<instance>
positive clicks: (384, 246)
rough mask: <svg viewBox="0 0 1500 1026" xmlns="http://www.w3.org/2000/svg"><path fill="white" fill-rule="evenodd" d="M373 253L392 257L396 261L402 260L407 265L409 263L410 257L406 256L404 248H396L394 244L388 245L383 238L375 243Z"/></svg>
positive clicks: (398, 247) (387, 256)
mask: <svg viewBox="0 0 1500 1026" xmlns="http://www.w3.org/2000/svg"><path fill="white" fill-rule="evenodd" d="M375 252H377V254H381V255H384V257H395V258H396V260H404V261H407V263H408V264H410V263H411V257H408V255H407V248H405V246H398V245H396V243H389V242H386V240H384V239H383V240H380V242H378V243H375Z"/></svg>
+++
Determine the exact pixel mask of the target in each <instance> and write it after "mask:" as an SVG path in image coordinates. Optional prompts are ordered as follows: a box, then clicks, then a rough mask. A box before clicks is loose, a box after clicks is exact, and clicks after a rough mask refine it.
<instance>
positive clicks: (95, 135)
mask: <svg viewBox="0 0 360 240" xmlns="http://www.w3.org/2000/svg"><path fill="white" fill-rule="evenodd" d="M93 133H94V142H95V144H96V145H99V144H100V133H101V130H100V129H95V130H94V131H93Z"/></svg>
+++
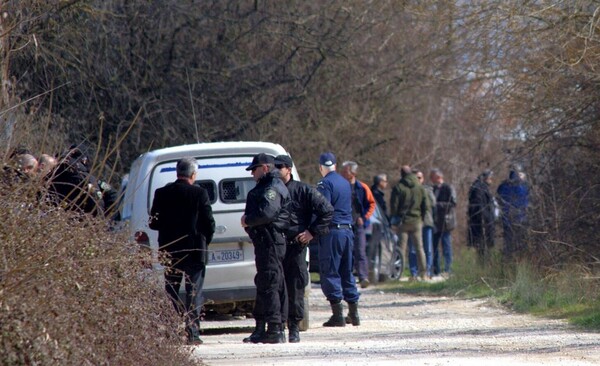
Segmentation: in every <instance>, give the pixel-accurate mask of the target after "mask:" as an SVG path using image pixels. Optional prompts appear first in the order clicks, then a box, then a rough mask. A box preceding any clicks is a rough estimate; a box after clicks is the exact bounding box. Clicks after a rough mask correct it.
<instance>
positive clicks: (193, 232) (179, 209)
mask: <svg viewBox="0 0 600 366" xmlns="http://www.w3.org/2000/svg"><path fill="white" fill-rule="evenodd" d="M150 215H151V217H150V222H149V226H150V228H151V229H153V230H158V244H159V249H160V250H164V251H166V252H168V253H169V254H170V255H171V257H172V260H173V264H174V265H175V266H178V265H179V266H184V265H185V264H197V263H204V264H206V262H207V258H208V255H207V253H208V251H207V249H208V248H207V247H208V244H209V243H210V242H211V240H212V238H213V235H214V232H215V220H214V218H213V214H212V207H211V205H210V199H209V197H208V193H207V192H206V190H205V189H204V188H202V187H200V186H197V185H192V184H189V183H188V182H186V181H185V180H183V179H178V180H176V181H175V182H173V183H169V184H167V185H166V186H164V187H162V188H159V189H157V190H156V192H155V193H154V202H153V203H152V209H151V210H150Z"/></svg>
+++
How many lines of the rows above contain the string "viewBox"? Give only the number.

> RESULT OF THIS EXERCISE
4